Data for this task:
+++

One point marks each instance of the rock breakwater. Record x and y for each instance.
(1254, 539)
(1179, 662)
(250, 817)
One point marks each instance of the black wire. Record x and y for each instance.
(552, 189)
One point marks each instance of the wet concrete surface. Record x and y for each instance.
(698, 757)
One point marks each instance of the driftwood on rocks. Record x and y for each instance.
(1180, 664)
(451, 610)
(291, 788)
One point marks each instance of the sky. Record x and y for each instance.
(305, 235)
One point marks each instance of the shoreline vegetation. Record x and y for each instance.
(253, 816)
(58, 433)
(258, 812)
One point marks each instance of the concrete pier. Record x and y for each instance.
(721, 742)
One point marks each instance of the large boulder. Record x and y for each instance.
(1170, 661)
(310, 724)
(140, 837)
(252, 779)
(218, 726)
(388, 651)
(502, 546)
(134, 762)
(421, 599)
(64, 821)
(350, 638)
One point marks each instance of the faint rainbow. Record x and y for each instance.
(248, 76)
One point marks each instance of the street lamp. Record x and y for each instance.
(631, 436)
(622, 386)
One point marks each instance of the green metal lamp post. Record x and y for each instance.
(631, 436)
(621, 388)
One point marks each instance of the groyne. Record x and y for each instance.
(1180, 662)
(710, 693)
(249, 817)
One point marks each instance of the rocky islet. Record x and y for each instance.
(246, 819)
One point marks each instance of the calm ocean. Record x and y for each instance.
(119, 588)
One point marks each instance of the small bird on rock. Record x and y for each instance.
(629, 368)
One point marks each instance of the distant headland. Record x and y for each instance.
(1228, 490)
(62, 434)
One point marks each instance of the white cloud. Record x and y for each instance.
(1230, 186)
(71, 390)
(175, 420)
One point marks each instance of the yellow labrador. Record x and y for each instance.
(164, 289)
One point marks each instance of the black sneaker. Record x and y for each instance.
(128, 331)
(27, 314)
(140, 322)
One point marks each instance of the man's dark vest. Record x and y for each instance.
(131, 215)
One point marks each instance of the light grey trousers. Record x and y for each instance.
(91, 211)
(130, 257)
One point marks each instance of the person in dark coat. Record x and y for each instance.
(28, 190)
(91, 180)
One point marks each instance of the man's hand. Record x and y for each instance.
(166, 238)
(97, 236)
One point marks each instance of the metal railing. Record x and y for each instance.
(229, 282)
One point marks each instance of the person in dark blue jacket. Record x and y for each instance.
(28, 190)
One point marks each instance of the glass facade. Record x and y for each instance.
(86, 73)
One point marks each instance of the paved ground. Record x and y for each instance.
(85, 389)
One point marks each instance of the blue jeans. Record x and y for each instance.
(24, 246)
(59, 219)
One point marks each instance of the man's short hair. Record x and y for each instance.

+++

Problem:
Quote each line above in full, word for word.

Solution:
One point marks each instance of the rock breakwater. Record x and y for each instance.
(1254, 539)
(1179, 662)
(250, 817)
One point marks each instance of the black wire. Record x and y for each instance.
(552, 189)
One point marks each instance of the wet concrete surface. Record x and y for each instance.
(698, 757)
One point marks each instance of the driftwood on rocks. Record x and y for each instance.
(1180, 664)
(451, 610)
(291, 788)
One point marks each instance of the sky. Record x and y for each instance.
(305, 235)
One point marks each instance of the shoreline vegetation. Record x and y for each instance.
(253, 816)
(58, 433)
(258, 812)
One point marks each instance of the concrete pier. Record x and y for each instance.
(721, 742)
One point marks each instance of the large boulder. Record x and y for each instance.
(1170, 661)
(310, 724)
(140, 837)
(252, 779)
(218, 726)
(388, 651)
(502, 546)
(134, 762)
(421, 599)
(64, 821)
(350, 638)
One point marks each instance of the faint rainbow. Record x and y for each instance.
(248, 76)
One point marks each instance of the street lamp. Record x and y for each instance.
(631, 436)
(622, 386)
One point marks each instance of the green metal lamp post. Record x and y for each instance.
(631, 436)
(621, 388)
One point marks each instance of the groyne. Record x and y for each instance.
(1180, 662)
(710, 693)
(249, 817)
One point marks each instance of the rocky islet. Record x and y for each instance.
(246, 819)
One point marks each instance of the calm ocean. Record x and y for each instance.
(119, 588)
One point marks each instance of the small bird on rock. Record x and y for each instance.
(629, 368)
One point marks each instance of the distant headland. Record x and y for each instance.
(1228, 490)
(62, 434)
One point marks each instance of the white cloud. Record x and y for each instance.
(1230, 186)
(71, 390)
(175, 420)
One point marks each instance of the yellow labrador. Record x and y for each instance.
(164, 289)
One point marks each instance of the black sneaker. Record x and y for each instance.
(128, 331)
(27, 314)
(140, 322)
One point marks each instance of the man's dark vest. Record x and y for each instance.
(131, 215)
One point marks each instance of the light grey trousers. Record x and y for each instance.
(91, 211)
(130, 257)
One point marks each instance of the person in dark coat. Record x and y for each instance.
(28, 190)
(91, 180)
One point marks each instance of the man's hand. Record x and y for each instance.
(166, 238)
(97, 236)
One point marks each instance of the metal railing. Record x and y for each instance.
(229, 282)
One point marks each instance of the person in dark blue jacket. Record x and y for each instance.
(28, 190)
One point marks each instance of the glass facade. Record x and y for each instance.
(86, 73)
One point marks each instance of the paved ground. Record x and y for each instance.
(85, 389)
One point marks each instance of the blue jeans. Record x and y for each instance.
(24, 246)
(59, 219)
One point marks each instance of the man's short hair. Record x and y for each instance.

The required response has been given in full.